◆ Written exercise ◆
Reproduce the passage of the Astros blog posts beginning with "Saturday, December 4, 2010" and ending with "going to right.", keeping every word unchanged.

◆ Excerpted passage ◆
[Begin]
Saturday, December 4, 2010

Berkman breaks our hearts

Fox Sports' Jon Paul Morosi is tweeting that Lance has signed with the Cardinals. Waiting on details while we pick up the pieces of our shattered hearts.

Heyman says (forgive the lack of links, doing this from the phone) the deal is 1yr/$8m, and Berkman will move to left field, with Holliday going to right.

Friday, December 3, 2010

Richard Griffin doesn't even consider Bagwell for the HOF

I'm sure we're going to see this more often as writers come clean about whom they are considering for the Hall of Fame. And we will be equally as outraged as we are now - when Jeff Bagwell doesn't even get a mention:

FIRST BASE (7): Jeff Bagwell, Tino Martinez, Don Mattingly, Fred McGriff, Mark McGwire, John Olerud, Rafael Palmeiro. It’s a strong list, but the Steroid Era has surely had an effect on the psyche of voters. McGwire has come clean about his steroid use and has re-entered the mainstream as Cardinals hitting coach, but it will take more than that to get him to 70 per cent. Palmeiro is on for the first time and it will be interesting to see the reaction of voters.

I am considering McGriff. The pinstripes are what Tino and Mattingly have on their side, but it’s not enough. Olerud broke in with a bang with the Jays, but falls short of Hall greatness.

Non-Tender Deadline recap

So here's the awesome part about being sick. I was asleep at 6:45 last night. So we totally missed the news about whom the Astros offered contracts, and whom they did not.

The Astros tendered offers to Wandy Rodriguez, Matt Lindstrom, Michael Bourn, Hunter Pence, Clint Barmes, and Jeff Keppinger.

Who does that leave out? Sammy Gervacio, whom the Astros would still like to bring back. Wade:

“We want Sammy to be part of our club, but we wanted the protection from having to keep him on our major league DL. We were prepared to tender everyone else on the roster.”

More Wade:
"It's really a move of economics more than anything because of the uncertainty of his status going into Spring Training. Had he been injured coming into Spring Training and unable to perform, we would have had to carry him on the Major League disabled list. While we're protecting ourselves with respect to the tender, we still want Sammy to be part of our picture going forward."

Levine says the Astros plan to offer Gervacio a deal later in the off-season, but given Gervacio's injury history - which basically started about 15 minutes after the season began - might be trying to fill his spot externally before deciding on bringing him back.

We also learn what most of you probably heard last week - but Astros County was on radio silence - Tim Byrdak and Gustavo Chacin have both opted for free agency, instead of taking the assignment back to Oklahoma City.

Thursday, December 2, 2010

LaRussa is trying to recruit Berkman to come to STL

KMOV's Doug Vaughn says the Cardinals should sign Lance as a possible LF and backup plan for if Pujols decides he wants enough money to start his own baseball league.

Berkman says he wants to play for a team that has a chance to win. Tony La Russa said on KFNS radio that he's trying to recruit Berkman to St. Louis.

Sugar Land adopts the worst possible name for their Independent team

You've got to be kidding me. SB Houston got the link first, and the Sugar Land team is called...The Skeeters. Not kidding.
[End]
(Point-based annotation data)
[Begin]
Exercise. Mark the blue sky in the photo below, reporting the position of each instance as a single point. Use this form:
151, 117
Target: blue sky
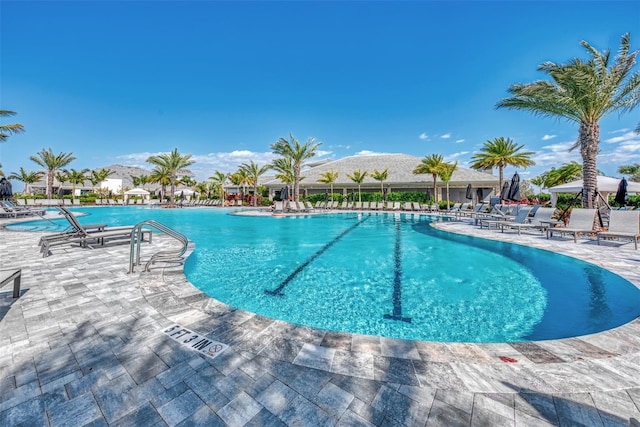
116, 82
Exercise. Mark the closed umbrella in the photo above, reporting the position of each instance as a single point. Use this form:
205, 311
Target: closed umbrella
469, 192
621, 194
514, 188
504, 193
5, 188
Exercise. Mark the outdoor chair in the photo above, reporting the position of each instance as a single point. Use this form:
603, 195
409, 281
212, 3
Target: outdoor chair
11, 275
520, 218
622, 224
85, 235
540, 221
580, 222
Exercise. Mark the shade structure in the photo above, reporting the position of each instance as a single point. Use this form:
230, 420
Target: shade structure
504, 193
469, 194
514, 188
284, 193
6, 190
621, 194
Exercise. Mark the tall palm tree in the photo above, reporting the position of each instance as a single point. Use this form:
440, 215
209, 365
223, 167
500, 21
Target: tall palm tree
298, 153
253, 172
381, 176
431, 164
30, 177
76, 177
97, 176
501, 152
583, 92
219, 178
632, 170
445, 174
61, 177
236, 179
284, 170
173, 162
163, 177
329, 177
51, 162
358, 177
566, 173
6, 130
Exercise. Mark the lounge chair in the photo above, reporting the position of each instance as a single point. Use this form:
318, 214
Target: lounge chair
11, 275
622, 224
540, 221
521, 218
84, 235
580, 222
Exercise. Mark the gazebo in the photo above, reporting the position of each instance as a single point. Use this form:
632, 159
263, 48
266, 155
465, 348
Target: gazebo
136, 192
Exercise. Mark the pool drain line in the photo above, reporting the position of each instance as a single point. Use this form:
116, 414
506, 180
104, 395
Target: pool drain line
278, 291
397, 279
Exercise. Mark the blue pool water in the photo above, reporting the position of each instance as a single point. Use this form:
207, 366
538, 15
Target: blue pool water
389, 275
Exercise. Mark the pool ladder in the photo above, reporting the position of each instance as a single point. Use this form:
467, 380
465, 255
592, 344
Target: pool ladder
168, 256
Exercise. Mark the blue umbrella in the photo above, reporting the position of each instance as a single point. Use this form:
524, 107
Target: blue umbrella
514, 188
621, 194
504, 193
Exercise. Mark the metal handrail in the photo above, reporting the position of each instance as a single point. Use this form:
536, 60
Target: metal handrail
168, 256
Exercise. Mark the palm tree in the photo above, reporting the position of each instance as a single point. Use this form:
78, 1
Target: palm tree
163, 177
499, 153
445, 174
358, 177
52, 162
632, 170
566, 173
253, 172
284, 170
329, 177
28, 178
298, 153
97, 176
382, 177
583, 92
6, 130
76, 177
172, 162
236, 179
61, 177
432, 164
219, 178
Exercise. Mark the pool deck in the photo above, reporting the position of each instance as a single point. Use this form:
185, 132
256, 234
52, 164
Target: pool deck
84, 345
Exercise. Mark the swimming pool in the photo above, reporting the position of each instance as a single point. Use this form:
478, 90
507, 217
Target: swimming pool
390, 275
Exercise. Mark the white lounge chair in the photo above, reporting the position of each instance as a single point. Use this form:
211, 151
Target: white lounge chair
580, 222
521, 218
540, 221
622, 224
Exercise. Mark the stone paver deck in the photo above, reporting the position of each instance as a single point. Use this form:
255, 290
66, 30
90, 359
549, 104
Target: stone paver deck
84, 345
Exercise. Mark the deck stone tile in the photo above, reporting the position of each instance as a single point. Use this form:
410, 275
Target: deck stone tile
240, 410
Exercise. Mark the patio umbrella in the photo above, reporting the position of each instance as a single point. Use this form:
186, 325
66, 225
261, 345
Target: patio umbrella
621, 194
514, 188
469, 192
5, 188
504, 193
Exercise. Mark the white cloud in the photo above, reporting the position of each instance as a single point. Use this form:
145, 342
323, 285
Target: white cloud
555, 155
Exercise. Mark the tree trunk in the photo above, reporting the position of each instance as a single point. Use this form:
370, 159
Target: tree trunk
[End]
◆ Complete answer ◆
Saturday, December 4, 2010

Berkman breaks our hearts

Fox Sports' Jon Paul Morosi is tweeting that Lance has signed with the Cardinals. Waiting on details while we pick up the pieces of our shattered hearts.

Heyman says (forgive the lack of links, doing this from the phone) the deal is 1yr/$8m, and Berkman will move to left field, with Holliday going to right.